PROBLEM DETAILS: Arrange these lines as a numbered list, leaving out any blank lines.

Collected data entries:
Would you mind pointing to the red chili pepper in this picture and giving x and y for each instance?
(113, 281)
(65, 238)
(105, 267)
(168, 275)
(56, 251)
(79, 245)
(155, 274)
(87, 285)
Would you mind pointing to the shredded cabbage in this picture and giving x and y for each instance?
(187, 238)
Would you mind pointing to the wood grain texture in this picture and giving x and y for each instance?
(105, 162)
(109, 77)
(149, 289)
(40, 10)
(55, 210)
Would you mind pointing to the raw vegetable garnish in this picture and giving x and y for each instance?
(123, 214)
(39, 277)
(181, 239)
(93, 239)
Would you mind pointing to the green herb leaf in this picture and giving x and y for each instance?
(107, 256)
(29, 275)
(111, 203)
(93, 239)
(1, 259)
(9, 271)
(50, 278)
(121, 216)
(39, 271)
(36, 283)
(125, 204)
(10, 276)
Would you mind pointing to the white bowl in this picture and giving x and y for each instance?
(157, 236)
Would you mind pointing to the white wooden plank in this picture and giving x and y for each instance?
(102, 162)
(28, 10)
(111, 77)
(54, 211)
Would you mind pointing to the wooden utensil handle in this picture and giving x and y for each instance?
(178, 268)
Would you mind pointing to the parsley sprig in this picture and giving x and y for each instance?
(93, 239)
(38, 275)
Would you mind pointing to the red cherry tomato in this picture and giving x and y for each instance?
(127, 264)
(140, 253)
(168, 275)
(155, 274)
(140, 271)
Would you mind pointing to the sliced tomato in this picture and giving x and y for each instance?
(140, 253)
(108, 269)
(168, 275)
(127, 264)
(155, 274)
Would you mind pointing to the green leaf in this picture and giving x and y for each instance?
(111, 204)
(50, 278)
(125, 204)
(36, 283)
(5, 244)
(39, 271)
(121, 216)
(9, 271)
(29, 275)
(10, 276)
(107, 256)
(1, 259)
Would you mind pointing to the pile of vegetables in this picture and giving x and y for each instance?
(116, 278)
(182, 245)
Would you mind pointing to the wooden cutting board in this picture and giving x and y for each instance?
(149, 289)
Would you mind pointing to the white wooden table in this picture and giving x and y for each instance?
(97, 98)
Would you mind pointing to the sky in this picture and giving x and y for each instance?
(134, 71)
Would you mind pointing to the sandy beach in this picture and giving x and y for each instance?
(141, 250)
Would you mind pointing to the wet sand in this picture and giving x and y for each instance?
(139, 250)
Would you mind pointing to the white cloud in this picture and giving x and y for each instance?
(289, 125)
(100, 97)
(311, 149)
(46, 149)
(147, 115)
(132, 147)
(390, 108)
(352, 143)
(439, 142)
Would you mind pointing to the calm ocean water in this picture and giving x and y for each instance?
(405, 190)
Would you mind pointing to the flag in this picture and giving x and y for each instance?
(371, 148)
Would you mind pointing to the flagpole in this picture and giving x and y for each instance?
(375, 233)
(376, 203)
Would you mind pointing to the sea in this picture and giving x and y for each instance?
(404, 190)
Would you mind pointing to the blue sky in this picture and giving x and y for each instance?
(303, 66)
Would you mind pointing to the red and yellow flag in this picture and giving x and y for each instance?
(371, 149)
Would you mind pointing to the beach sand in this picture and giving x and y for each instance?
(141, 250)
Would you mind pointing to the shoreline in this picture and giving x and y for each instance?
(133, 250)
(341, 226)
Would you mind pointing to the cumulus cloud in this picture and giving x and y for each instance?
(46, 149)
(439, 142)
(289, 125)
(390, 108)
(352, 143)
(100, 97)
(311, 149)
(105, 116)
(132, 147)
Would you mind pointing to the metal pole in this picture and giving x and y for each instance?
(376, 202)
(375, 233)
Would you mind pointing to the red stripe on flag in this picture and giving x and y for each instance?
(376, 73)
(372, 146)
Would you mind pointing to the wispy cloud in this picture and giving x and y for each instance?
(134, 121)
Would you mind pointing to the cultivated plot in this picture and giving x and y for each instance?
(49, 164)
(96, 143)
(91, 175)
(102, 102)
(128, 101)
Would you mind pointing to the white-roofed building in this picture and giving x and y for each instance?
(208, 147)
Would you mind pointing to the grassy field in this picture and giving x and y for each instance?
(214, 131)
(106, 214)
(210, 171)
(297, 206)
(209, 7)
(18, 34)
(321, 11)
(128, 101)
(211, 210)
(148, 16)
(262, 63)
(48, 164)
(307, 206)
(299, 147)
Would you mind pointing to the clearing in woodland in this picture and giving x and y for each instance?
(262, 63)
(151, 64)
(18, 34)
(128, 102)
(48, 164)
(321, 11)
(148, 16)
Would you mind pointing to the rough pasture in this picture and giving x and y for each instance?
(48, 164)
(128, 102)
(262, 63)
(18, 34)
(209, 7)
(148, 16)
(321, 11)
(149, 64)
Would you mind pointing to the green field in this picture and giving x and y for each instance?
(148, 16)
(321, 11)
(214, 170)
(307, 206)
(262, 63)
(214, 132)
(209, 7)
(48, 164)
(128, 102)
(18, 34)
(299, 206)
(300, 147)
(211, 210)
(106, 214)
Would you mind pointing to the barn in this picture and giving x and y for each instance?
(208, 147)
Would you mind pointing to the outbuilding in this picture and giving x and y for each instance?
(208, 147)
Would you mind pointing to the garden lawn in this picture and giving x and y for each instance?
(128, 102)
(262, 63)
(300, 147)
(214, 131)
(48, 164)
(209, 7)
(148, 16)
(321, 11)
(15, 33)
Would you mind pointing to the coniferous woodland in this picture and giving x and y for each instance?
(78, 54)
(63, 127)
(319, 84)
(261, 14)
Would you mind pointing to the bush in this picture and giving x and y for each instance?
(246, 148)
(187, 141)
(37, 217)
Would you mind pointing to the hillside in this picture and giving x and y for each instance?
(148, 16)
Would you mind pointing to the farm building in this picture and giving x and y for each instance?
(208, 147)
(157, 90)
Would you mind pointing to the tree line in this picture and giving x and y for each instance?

RESPONSE:
1. Would you mind pointing to the red chili pepper in this picture and giving x and y for each instance?
2. (113, 281)
3. (65, 238)
4. (105, 267)
5. (168, 275)
6. (56, 251)
7. (79, 245)
8. (155, 274)
9. (87, 285)
10. Would you mind pointing to the shredded cabbage in this picture and giving x and y for each instance?
11. (187, 238)
12. Would you mind pointing to the wood grain texture in this picture and giving x and y for each instance?
13. (105, 162)
14. (109, 77)
15. (149, 289)
16. (40, 10)
17. (55, 210)
18. Would you mind pointing to the raw vegetable garnish in this picture and giving x and y for each instance?
19. (123, 214)
20. (39, 277)
21. (181, 239)
22. (93, 239)
23. Would you mind pointing to the green herb leaf in this picture and giving x and y for each instance?
24. (107, 256)
25. (29, 275)
26. (111, 203)
27. (93, 239)
28. (1, 259)
29. (9, 271)
30. (50, 278)
31. (121, 216)
32. (39, 271)
33. (36, 283)
34. (125, 204)
35. (10, 276)
36. Would you mind pointing to the white bowl in this picture and giving x and y for each instance?
37. (157, 236)
38. Would you mind pointing to the white wooden plank in this picture and giving x and y for each instance?
39. (102, 162)
40. (28, 10)
41. (111, 77)
42. (54, 211)
43. Would you mind pointing to the wooden utensil handle in this picture and giving x and y for each instance?
44. (178, 268)
45. Would you mind pointing to the parsley sprig in this picture and giving x and y for each instance?
46. (93, 239)
47. (38, 275)
48. Would you mind pointing to the red cherry tomato in this picture and giving x and y for each instance?
49. (127, 264)
50. (140, 253)
51. (168, 275)
52. (155, 274)
53. (140, 271)
54. Would you mind pointing to the sliced tomato in this picture and giving x and y for each instance?
55. (140, 253)
56. (108, 269)
57. (168, 275)
58. (127, 264)
59. (155, 274)
60. Would you mind pointing to the green leaf in this picture and giving x and y for each instance?
61. (111, 204)
62. (50, 278)
63. (125, 204)
64. (36, 283)
65. (5, 244)
66. (39, 271)
67. (121, 216)
68. (9, 271)
69. (29, 275)
70. (10, 276)
71. (107, 256)
72. (1, 259)
73. Would you mind pointing to the pile of vegetables in this picture and giving x and y for each instance?
74. (116, 278)
75. (182, 245)
76. Would you mind pointing to the wooden cutting board in this picture and giving x and y for each instance?
77. (149, 289)
78. Would you mind pointing to the white wooden table in this picture and giving x and y for each instance?
79. (97, 98)
80. Would you mind pointing to the sky in this picture and giving x and y for each instance?
81. (134, 71)
82. Would you mind pointing to the sandy beach in this picture and giving x and y for each instance?
83. (141, 250)
84. Would you mind pointing to the wet sand in this picture and giving x and y for each instance?
85. (139, 250)
86. Would you mind pointing to the white cloud in this picture and giving x and y for each instance?
87. (289, 125)
88. (100, 97)
89. (311, 149)
90. (46, 149)
91. (147, 115)
92. (132, 147)
93. (390, 108)
94. (352, 143)
95. (439, 142)
96. Would you mind pointing to the calm ocean water in this picture and giving x and y for each instance?
97. (405, 190)
98. Would you mind pointing to the flag in this picture and giving x and y for each instance?
99. (371, 148)
100. Would you mind pointing to the flagpole in this picture and giving x and y for each instance?
101. (375, 233)
102. (376, 203)
103. Would you mind pointing to the sea in this picture and giving x and y for each instance?
104. (404, 190)
105. Would you mind pointing to the blue sky in this picture and giving x and y for each instance?
106. (303, 66)
107. Would you mind pointing to the red and yellow flag in this picture and giving x and y for each instance?
108. (371, 149)
109. Would you mind pointing to the beach sand in this picture and giving x and y for each instance?
110. (141, 250)
111. Would you mind pointing to the shoreline in this picture and giving x and y for each instance?
112. (133, 250)
113. (341, 226)
114. Would you mind pointing to the cumulus cloud in this picture and giving x and y for each instance?
115. (46, 149)
116. (439, 142)
117. (289, 125)
118. (390, 108)
119. (352, 143)
120. (100, 97)
121. (311, 149)
122. (105, 116)
123. (132, 147)
124. Would you mind pointing to the metal pole in this picture and giving x and y for each instance?
125. (376, 202)
126. (375, 233)
127. Would you mind pointing to the red stripe on flag in this picture and giving x and y for each instance?
128. (376, 73)
129. (372, 146)
130. Would you mind pointing to the wispy cloud in this picture and giving x and y for each instance?
131. (134, 121)
132. Would you mind pointing to the cultivated plot in this picture and giving x and y for each instance?
133. (49, 164)
134. (96, 143)
135. (91, 175)
136. (102, 102)
137. (128, 101)
138. Would you mind pointing to the white-roofed building in this picture and giving x and y for each instance?
139. (208, 147)
140. Would you mind pointing to the grassy field in this picture and giving x and y for each instance?
141. (214, 131)
142. (106, 214)
143. (210, 171)
144. (297, 206)
145. (209, 7)
146. (18, 34)
147. (321, 11)
148. (128, 101)
149. (211, 210)
150. (148, 16)
151. (262, 63)
152. (48, 164)
153. (307, 206)
154. (299, 147)
155. Would you mind pointing to the clearing in woodland in this picture and giving x and y for each instance?
156. (262, 63)
157. (151, 64)
158. (18, 34)
159. (128, 102)
160. (48, 164)
161. (321, 11)
162. (148, 16)
163. Would you mind pointing to the rough pasture in this picture and giving x and y for each instance?
164. (48, 164)
165. (128, 102)
166. (262, 63)
167. (18, 34)
168. (209, 7)
169. (148, 16)
170. (321, 11)
171. (149, 64)
172. Would you mind pointing to the green field in this picture and giving x and y for each instance?
173. (148, 16)
174. (321, 11)
175. (214, 170)
176. (307, 206)
177. (262, 63)
178. (214, 132)
179. (209, 7)
180. (48, 164)
181. (128, 102)
182. (18, 34)
183. (299, 206)
184. (300, 147)
185. (211, 210)
186. (106, 214)
187. Would you mind pointing to the barn in this picture and giving x and y for each instance?
188. (208, 147)
189. Would you mind pointing to the outbuilding in this picture and giving x and y for each instance?
190. (208, 147)
191. Would you mind pointing to the garden lawn in this picture and giving x and y for each instance?
192. (128, 102)
193. (262, 63)
194. (300, 147)
195. (214, 131)
196. (48, 164)
197. (209, 7)
198. (148, 16)
199. (321, 11)
200. (15, 33)
201. Would you mind pointing to the coniferous woodland in this picture and giving x and y for each instance?
202. (78, 54)
203. (63, 127)
204. (319, 84)
205. (261, 14)
206. Would you mind pointing to the bush in this picture and giving x and y for each instance?
207. (246, 148)
208. (187, 141)
209. (37, 217)
210. Would you mind pointing to the hillside in this picture and giving x and y for each instance?
211. (148, 16)
212. Would you mind pointing to the farm building in this picture and giving x and y for each instance?
213. (208, 147)
214. (157, 90)
215. Would you mind pointing to the tree line in this picture and giving x and y for each instance?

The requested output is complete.